**PASSAGE PROVIDED:**

+ + + + + + +

In yet another pandemic-related first, Israel is now the number one country in the world for new coronavirus infections per capita, with a daily rate of 0.6  percent of the population testing positive.

Israel has seen lead the world in many pandemic-related aspects. It was the first country to close its borders when the outbreak began in March 2020. A year later, it became the first country to aggressively inoculate its population with the Pfizer/BioNTech vaccine.

It became the first country to introduce a booster shot as well as the first to introduce a fourth job of the vaccine to over 60s and at-risk populations. It’s now expected to be the first country to begin administering booster shots to children over the age of five.

Israel also adopted the world’s most aggressive approach to stop Omicron. Despite this, numbers have soared so high that the Health Ministry’s dashboard crashed, with the ministry stopping the count altogether.

A teenager receives a dose of the Pfizer-BioNtech COVID-19 coronavirus vaccine at Clalit Health Services, in Israel’s Mediterranean coastal city of Tel Aviv. (JACK GUEZ/AFP via Getty)

According to statistics from Our World in Data, 0.6 percent of the population was testing positive per day. But Prof. Eran Segal, a leading health expert and adviser to the Israeli government, notes that the dubious distinction of being first in the rate of infections might also be due to the high volume of tests performed each day.

Eran went on to say that Israel is almost at the peak of the current wave, the country’s fifth, and that numbers are expected to decline in a week or so.

“During the coming week we will start to see a decrease in the number of infections. We have already seen a decrease in infections in people over 60. This week we will reach 50,000 or 40,000 cases a day,” Segal told Channel 12 news.

Beginning Thursday, the country will scrap quarantine for children exposed to coronavirus carriers. Those who test positive will still be required to isolate for a minimum of five days.

The number of seriously ill patients rose to 732 over the weekend. 68 Israelis died from coronavirus in the past week, bringing the death toll to 8,393.

+ + + + + + +

**DATA PROVIDED:**

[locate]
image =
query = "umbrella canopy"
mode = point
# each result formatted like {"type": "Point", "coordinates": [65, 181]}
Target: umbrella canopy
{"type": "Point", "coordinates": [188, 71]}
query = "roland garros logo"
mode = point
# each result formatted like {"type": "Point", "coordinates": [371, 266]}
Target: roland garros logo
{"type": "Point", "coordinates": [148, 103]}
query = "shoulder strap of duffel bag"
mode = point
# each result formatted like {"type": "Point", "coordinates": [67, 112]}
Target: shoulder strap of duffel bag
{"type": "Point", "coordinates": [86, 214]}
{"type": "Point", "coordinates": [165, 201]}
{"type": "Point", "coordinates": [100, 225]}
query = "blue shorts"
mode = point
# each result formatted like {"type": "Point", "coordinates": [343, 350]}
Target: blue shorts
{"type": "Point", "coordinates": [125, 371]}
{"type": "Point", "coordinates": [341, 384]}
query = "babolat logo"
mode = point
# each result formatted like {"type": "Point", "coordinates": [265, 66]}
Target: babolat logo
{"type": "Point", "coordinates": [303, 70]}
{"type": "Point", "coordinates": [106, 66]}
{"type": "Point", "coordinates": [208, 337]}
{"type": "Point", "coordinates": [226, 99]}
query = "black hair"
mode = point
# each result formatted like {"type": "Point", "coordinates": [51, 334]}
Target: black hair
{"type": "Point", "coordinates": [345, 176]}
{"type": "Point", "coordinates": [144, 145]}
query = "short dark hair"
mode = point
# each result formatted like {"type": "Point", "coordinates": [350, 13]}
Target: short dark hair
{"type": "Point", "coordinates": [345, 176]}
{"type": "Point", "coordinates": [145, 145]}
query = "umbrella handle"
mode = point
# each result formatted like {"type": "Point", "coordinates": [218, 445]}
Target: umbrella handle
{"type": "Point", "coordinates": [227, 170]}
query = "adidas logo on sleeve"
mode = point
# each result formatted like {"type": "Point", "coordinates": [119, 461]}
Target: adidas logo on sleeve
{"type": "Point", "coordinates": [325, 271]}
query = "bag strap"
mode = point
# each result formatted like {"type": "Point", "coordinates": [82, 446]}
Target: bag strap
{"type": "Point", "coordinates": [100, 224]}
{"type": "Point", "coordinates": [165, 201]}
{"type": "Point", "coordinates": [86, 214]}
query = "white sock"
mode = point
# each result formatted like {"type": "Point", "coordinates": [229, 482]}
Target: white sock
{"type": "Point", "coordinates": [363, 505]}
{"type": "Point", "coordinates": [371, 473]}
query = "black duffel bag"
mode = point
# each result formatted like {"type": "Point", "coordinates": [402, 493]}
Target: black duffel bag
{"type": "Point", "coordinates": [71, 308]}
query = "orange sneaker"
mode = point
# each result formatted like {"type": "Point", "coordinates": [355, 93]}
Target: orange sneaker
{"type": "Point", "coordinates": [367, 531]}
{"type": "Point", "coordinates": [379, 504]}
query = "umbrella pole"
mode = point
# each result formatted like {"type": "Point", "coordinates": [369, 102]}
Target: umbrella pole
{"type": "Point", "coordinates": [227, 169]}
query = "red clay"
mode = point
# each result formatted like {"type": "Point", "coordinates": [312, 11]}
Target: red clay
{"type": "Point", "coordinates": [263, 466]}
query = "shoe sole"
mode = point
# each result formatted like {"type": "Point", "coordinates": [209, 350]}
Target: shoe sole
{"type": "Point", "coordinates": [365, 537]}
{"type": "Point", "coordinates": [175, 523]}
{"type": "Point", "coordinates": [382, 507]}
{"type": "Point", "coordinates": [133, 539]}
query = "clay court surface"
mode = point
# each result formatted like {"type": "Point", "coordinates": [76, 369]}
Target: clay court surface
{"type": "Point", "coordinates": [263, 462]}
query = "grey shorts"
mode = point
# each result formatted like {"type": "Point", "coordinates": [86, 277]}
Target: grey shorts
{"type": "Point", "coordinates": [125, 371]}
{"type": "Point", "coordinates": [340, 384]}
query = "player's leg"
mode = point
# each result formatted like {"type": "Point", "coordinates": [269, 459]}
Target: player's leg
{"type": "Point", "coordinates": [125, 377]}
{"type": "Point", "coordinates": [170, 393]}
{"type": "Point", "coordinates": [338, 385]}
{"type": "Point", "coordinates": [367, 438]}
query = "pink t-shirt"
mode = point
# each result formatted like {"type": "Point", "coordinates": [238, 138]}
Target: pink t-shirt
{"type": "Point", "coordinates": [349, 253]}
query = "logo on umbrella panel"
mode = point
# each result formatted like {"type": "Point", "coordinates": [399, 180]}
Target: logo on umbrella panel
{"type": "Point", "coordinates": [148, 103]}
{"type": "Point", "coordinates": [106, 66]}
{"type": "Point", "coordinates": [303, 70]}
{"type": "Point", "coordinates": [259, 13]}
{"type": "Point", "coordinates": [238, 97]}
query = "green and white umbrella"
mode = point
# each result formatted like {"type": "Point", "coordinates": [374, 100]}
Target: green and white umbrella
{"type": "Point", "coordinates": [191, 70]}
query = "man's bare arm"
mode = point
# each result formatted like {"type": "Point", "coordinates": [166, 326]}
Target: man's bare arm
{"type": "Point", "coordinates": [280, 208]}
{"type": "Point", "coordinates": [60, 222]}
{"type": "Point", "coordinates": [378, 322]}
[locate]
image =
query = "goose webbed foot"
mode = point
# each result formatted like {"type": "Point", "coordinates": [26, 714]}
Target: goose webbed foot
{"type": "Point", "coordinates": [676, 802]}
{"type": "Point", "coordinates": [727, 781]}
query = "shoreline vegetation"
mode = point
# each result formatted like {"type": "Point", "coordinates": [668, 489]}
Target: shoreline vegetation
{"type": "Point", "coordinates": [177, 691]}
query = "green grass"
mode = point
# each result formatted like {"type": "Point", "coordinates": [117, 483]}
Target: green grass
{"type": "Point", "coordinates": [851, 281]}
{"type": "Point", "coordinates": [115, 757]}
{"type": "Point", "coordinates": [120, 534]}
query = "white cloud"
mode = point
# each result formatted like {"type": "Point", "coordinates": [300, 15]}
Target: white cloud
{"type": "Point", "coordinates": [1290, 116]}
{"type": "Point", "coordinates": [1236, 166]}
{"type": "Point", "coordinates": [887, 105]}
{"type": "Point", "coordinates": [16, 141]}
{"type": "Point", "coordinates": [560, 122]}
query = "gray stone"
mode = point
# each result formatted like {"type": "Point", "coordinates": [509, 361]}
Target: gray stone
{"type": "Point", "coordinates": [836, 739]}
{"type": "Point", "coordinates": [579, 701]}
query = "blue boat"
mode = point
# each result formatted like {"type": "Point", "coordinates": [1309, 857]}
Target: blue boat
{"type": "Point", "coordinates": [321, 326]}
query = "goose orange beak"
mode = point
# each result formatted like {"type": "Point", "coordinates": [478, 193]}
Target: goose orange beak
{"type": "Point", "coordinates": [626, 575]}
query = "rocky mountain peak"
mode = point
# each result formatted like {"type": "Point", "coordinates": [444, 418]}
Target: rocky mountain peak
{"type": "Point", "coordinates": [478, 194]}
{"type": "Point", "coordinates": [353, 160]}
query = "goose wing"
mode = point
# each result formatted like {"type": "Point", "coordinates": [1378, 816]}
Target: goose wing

+ + + + + + +

**INSTRUCTIONS:**
A. According to the article on Israel's coronavirus infections, what was the total death toll from the virus?
B. Please reproduce the passage of the article on Israel's coronavirus infections between "A teenager receives" and "week or so.", inclusive.

**TASK-BY-TASK ANSWERS:**
A. 8,393

B.
A teenager receives a dose of the Pfizer-BioNtech COVID-19 coronavirus vaccine at Clalit Health Services, in Israel’s Mediterranean coastal city of Tel Aviv. (JACK GUEZ/AFP via Getty)

According to statistics from Our World in Data, 0.6 percent of the population was testing positive per day. But Prof. Eran Segal, a leading health expert and adviser to the Israeli government, notes that the dubious distinction of being first in the rate of infections might also be due to the high volume of tests performed each day.

Eran went on to say that Israel is almost at the peak of the current wave, the country’s fifth, and that numbers are expected to decline in a week or so.